Prepararse para el pasado

Hay otra incógnita que sólo la experiencia podría develar. Existe un dicho clásico que afirma que las potencias (en especial si han salido victoriosas de sus últimos hechos de armas) siempre se preparan para luchar en la última guerra que han librado. Es decir, que se fijan en los conceptos que les han dado la victoria en la guerra anterior. El caso arquetípico fue Francia de vísperas de la debacle de 1940, lista para librar una guerra de posiciones, que le ahorrase el espantoso precio que sus soldados pagaran entre 1914 y 1917, cuando el ejército estaba impregnado de un concepto ofensivo a ultranza y se estrelló una y otra vez contra unas defensas alemanas bien preparadas. Por lo tanto, al revés de lo que sucediera en el 14-18, la defensiva debía ahora privar sobre la ofensiva. Los alemanes, quienes tras la derrota hubieron de reconstruir su ejército casi a partir de cero, decidieron en cambio priorizar a las formaciones móviles, tanto aéreas como blindadas, al comprender bien que con ellas era posible romper un frente y generar una guerra de movimientos en la cual las formaciones estáticas estarían perdidas y listas tan sólo para ser rodeadas y anuladas. Los acontecimientos les dieron la razón. En un mes, a pesar de la muralla que se presumía invulnerable de la Línea Maginot, Francia fue abatida en una guerra relámpago o blitzkrieg.

Hoy Estados Unidos dedica una gran proporción de su presupuesto militar a fabricar, equipar y poner a punto una flota de portaaviones de proporciones descomunales. Las ventajas estratégicas de este tipo de arma quedaron demostradas por las campañas aeronavales que derrotaran al Japón en las campañas del Océano Pacífico. Pero, ¿existen hoy las condiciones para reproducir esos triunfos?

※ ※ ※

CONSIGNA 1
Según el fragmento, ¿por qué Francia se preparó en vísperas de 1940 para librar una guerra de posiciones? Responda en una a tres oraciones.
CONSIGNA 2
¿En cuánto tiempo fue abatida Francia, de acuerdo con el fragmento?

※ ※ ※

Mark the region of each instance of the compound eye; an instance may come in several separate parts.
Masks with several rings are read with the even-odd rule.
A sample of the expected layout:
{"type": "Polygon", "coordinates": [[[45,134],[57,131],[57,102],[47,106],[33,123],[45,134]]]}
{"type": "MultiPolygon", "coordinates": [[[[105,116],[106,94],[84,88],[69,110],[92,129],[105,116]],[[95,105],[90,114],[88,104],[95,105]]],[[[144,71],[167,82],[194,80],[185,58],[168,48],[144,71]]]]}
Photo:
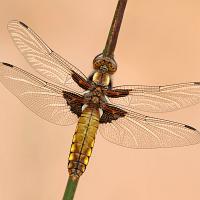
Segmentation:
{"type": "Polygon", "coordinates": [[[110,73],[114,73],[117,71],[117,66],[112,64],[111,62],[108,63],[108,69],[110,73]]]}

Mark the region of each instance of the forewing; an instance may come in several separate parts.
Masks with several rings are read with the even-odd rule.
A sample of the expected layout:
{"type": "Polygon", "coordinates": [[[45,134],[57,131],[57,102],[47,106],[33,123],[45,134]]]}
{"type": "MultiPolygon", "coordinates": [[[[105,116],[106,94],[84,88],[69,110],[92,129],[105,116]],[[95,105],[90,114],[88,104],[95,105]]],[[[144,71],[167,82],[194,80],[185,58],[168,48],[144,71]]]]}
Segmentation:
{"type": "Polygon", "coordinates": [[[14,20],[8,24],[8,31],[19,51],[38,73],[63,87],[83,91],[74,82],[73,74],[86,80],[85,75],[51,50],[31,28],[14,20]]]}
{"type": "Polygon", "coordinates": [[[144,112],[169,112],[200,103],[200,82],[166,86],[117,86],[111,91],[122,97],[109,98],[110,102],[144,112]]]}
{"type": "Polygon", "coordinates": [[[0,63],[0,82],[41,118],[58,125],[77,121],[77,115],[70,111],[70,92],[64,98],[68,92],[64,88],[7,63],[0,63]]]}
{"type": "Polygon", "coordinates": [[[200,132],[193,127],[132,111],[126,111],[125,116],[111,122],[104,121],[99,132],[112,143],[136,149],[180,147],[200,142],[200,132]]]}

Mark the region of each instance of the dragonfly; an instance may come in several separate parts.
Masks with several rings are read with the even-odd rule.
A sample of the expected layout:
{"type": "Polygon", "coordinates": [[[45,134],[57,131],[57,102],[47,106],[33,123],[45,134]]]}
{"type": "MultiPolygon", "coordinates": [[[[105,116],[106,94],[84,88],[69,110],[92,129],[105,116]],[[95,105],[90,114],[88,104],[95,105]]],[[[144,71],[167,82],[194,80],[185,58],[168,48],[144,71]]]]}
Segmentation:
{"type": "Polygon", "coordinates": [[[97,55],[85,76],[54,52],[26,24],[14,20],[8,31],[25,59],[43,80],[9,63],[0,63],[0,82],[39,117],[57,124],[76,123],[68,158],[73,179],[86,170],[97,132],[114,144],[151,149],[200,142],[195,128],[141,112],[169,112],[200,102],[200,82],[165,86],[112,85],[114,58],[97,55]]]}

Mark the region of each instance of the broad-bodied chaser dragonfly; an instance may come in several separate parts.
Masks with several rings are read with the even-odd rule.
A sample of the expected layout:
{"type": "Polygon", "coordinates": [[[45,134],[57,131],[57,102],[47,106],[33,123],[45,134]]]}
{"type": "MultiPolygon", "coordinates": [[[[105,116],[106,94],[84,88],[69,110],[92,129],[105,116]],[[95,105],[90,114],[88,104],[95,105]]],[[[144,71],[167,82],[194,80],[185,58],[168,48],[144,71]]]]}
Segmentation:
{"type": "Polygon", "coordinates": [[[20,21],[8,24],[11,37],[29,64],[50,82],[14,65],[0,63],[0,81],[41,118],[58,125],[77,123],[69,154],[72,178],[89,162],[97,130],[108,141],[129,148],[197,144],[195,128],[135,112],[175,111],[200,102],[200,82],[166,86],[112,86],[114,58],[94,58],[93,73],[79,69],[51,50],[20,21]],[[54,84],[53,84],[54,83],[54,84]]]}

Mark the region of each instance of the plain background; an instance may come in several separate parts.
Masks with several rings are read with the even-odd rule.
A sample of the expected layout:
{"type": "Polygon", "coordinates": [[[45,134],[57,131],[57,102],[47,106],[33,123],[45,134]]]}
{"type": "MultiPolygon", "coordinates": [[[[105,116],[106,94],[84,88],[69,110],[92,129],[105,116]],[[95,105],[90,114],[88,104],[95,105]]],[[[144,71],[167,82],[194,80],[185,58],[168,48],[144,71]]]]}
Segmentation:
{"type": "MultiPolygon", "coordinates": [[[[117,0],[1,1],[0,60],[34,73],[7,22],[20,19],[85,74],[103,50],[117,0]]],[[[163,85],[200,81],[200,1],[130,0],[113,82],[163,85]]],[[[200,129],[200,105],[152,115],[200,129]]],[[[60,200],[75,125],[60,127],[30,112],[0,85],[0,199],[60,200]]],[[[132,150],[97,135],[76,200],[199,200],[200,145],[132,150]]]]}

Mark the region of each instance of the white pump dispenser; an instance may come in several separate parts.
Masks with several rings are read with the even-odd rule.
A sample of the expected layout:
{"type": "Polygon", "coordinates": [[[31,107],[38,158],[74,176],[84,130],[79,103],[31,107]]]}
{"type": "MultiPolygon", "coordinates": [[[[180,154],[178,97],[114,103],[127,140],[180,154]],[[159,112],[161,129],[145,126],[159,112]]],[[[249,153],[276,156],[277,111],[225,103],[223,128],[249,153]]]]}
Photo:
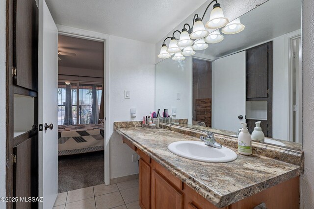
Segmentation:
{"type": "Polygon", "coordinates": [[[260,127],[261,121],[257,121],[255,123],[255,127],[254,130],[252,133],[252,140],[257,140],[260,141],[264,141],[265,136],[262,131],[262,128],[260,127]]]}
{"type": "Polygon", "coordinates": [[[246,127],[246,123],[240,123],[243,126],[238,137],[238,151],[242,155],[252,155],[252,138],[246,127]]]}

※ ※ ※

RESPUESTA 1
Francia quería ahorrarse el espantoso precio que sus soldados habían pagado entre 1914 y 1917. En esos años, su ejército estaba impregnado de un concepto ofensivo a ultranza y se estrelló una y otra vez contra unas defensas alemanas bien preparadas. Por eso consideró que la defensiva debía ahora privar sobre la ofensiva.

RESPUESTA 2
En un mes.